::: Excerpt to read

Your vet may also check temperature, hydration, rumen fill, body condition, feet, muzzle, teats, and nearby lymph nodes. That broader exam matters because oral lesions paired with fever, lameness, or teat lesions raise concern for vesicular disease or other contagious conditions.

Depending on what is found, testing may include lesion swabs, tissue samples, bloodwork, or submission through animal health authorities if a reportable disease is suspected. If the tongue is firm and enlarged, your vet may also consider actinobacillosis. The goal is to identify the cause, guide treatment, and protect the rest of the herd when needed.

Treatment Options for Stomatitis in Ox

Spectrum of Care means you have options. Here are treatment tiers at different price points.

Budget-Conscious Care

$150–$350
Best for: Mild oral inflammation in a bright animal that is still drinking and can eat some feed, especially when trauma or feed irritation is suspected.
  • Farm-call or clinic exam focused on mouth pain, hydration, and ability to eat
  • Temporary switch to softer, more palatable feed and easy water access
  • Removal of suspected coarse hay, awns, or irritating feed source
  • Basic supportive care plan and monitoring instructions
  • Isolation precautions until contagious causes are better assessed
Expected outcome: Often fair to good if the cause is minor trauma or irritation and the ox keeps eating and drinking.
Consider: Lower upfront cost, but it may miss deeper infection, reportable disease, or tongue involvement if lesions worsen or the animal stops eating.

Advanced / Critical Care

$900–$1,500
Best for: Oxen with severe pain, marked weight loss, dehydration, swollen tongue, multiple lesions, or signs that could indicate a contagious or reportable disease.

::::::
::: Material supplied

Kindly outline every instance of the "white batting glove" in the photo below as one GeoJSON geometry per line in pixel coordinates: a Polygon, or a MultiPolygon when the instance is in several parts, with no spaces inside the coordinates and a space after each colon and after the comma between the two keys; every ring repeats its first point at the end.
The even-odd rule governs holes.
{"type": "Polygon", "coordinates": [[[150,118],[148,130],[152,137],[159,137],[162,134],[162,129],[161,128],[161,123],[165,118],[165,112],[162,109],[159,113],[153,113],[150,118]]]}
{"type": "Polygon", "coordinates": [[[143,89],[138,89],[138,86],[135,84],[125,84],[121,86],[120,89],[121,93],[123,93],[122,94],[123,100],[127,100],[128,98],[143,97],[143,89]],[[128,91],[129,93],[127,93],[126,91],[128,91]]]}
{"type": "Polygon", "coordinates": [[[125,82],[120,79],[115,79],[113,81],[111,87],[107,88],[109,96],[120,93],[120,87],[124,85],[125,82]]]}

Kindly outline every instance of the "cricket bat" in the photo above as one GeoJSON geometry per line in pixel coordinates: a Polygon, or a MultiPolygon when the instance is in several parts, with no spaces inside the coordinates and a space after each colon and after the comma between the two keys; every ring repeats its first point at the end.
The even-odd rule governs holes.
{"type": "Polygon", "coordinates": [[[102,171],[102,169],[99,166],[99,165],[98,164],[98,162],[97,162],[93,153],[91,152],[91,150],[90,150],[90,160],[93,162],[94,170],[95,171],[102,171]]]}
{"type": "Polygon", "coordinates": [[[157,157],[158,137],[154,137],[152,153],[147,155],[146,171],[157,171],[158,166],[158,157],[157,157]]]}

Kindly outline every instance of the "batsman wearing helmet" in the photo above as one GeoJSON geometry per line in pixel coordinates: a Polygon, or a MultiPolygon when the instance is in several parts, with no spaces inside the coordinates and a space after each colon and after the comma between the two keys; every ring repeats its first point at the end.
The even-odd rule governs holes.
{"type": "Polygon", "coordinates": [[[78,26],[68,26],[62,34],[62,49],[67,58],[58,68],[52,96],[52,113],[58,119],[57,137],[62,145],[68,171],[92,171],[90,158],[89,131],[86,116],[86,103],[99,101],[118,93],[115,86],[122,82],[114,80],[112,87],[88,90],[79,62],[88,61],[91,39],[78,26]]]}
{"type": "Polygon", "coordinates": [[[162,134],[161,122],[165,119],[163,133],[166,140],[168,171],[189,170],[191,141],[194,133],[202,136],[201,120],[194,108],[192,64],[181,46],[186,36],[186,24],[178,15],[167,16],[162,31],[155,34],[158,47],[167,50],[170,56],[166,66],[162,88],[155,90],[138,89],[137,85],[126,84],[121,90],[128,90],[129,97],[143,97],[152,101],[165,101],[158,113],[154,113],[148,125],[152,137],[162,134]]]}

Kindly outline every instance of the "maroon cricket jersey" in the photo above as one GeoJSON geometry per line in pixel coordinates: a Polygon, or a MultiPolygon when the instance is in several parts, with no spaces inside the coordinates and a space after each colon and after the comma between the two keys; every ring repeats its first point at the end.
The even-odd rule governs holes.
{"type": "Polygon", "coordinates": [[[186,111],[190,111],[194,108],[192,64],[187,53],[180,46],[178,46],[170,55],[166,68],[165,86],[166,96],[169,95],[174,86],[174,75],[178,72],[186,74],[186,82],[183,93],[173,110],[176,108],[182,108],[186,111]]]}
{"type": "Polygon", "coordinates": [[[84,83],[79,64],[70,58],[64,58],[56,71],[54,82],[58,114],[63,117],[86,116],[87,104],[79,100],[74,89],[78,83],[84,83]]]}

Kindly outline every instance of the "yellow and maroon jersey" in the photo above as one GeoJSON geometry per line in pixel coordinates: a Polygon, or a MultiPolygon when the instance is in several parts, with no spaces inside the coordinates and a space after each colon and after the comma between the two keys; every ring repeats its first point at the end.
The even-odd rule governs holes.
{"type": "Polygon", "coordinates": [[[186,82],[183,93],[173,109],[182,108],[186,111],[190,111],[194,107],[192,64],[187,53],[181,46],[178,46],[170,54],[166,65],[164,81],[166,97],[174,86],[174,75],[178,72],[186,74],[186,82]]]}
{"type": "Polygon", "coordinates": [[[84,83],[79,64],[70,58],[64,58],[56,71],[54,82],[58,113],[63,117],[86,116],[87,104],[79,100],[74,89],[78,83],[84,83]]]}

::::::

▶ Task 1
Transcribe part of the passage on stomatitis in oxen, starting at "Budget-Conscious Care" and ending at "animal stops eating.".
▶ Task 2
Answer these questions from the passage on stomatitis in oxen.
(a) What condition may a vet consider if the tongue is firm and enlarged?
(b) What is the price range for Budget-Conscious Care?
(c) What is the price range for Advanced / Critical Care?
▶ Task 3
Continue the passage on stomatitis in oxen from where it stops.
The records that come after the passage on stomatitis in oxen are separate material.

▶ Answer space 1
Budget-Conscious Care

$150–$350
Best for: Mild oral inflammation in a bright animal that is still drinking and can eat some feed, especially when trauma or feed irritation is suspected.
  • Farm-call or clinic exam focused on mouth pain, hydration, and ability to eat
  • Temporary switch to softer, more palatable feed and easy water access
  • Removal of suspected coarse hay, awns, or irritating feed source
  • Basic supportive care plan and monitoring instructions
  • Isolation precautions until contagious causes are better assessed
Expected outcome: Often fair to good if the cause is minor trauma or irritation and the ox keeps eating and drinking.
Consider: Lower upfront cost, but it may miss deeper infection, reportable disease, or tongue involvement if lesions worsen or the animal stops eating.

▶ Answer space 2
(a) Actinobacillosis.
(b) $150–$350.
(c) $900–$1,500.

▶ Answer space 3
  • Urgent workup for severe oral lesions, dehydration, fever, or herd-level concern
  • Regulatory testing and reporting steps if vesicular disease is suspected
  • IV or intensive fluid support, assisted feeding, and close monitoring
  • Expanded diagnostics such as bloodwork, lesion biopsy, culture, or referral consultation
  • Treatment of complications such as severe tongue swelling, secondary infection, or inability to prehend feed
Expected outcome: Variable. Many traumatic or localized inflammatory cases improve, but prognosis depends on the underlying disease and how quickly supportive care starts.
Consider: Highest cost range and may involve quarantine, more testing, and repeat visits, but it is often the safest path for severe or herd-risk cases.

Cost estimates as of 2026-03. Actual costs vary by location, clinic, and individual case.

Questions to Ask Your Vet About Stomatitis in Ox

Bring these questions to your vet appointment to get the most out of your visit.

  1. What do the mouth lesions look like, and which causes are most likely in this ox?
  2. Do these signs suggest trauma, a bacterial problem like wooden tongue, or a viral disease that needs testing?
  3. Does this animal need to be isolated from the rest of the herd right now?
  4. What feed changes will help reduce pain and keep intake up while the mouth heals?
  5. Is pain control appropriate, and what withdrawal times matter for this animal?
  6. Are there signs of dehydration or weight loss that mean we should escalate care today?
  7. What warning signs would make this an emergency or suggest a reportable disease?
  8. When should we schedule a recheck if drooling or oral pain does not improve?

How to Prevent Stomatitis in Ox

Prevention starts with reducing oral injury. Check hay and forage for sharp awns, stiff stems, mold, or foreign material. Avoid feeding rough, abrasive forage when possible, especially if you have had prior mouth injuries in the herd. Clean feed bunks and water sources regularly so animals are not exposed to irritating debris or chemicals.

Good herd health practices also matter. Quarantine new arrivals when appropriate, watch for drooling or mouth lesions during outbreaks in your region, and keep insect control and biosecurity plans current. If an ox develops sudden oral ulcers, fever, lameness, or teat lesions, separate the animal and contact your vet promptly.

Routine observation is one of the most useful tools. Catching reduced appetite, slow chewing, or ropey saliva early can lead to faster treatment and less weight loss. Your vet can also help review feed, pasture, and housing risks if stomatitis seems to be recurring.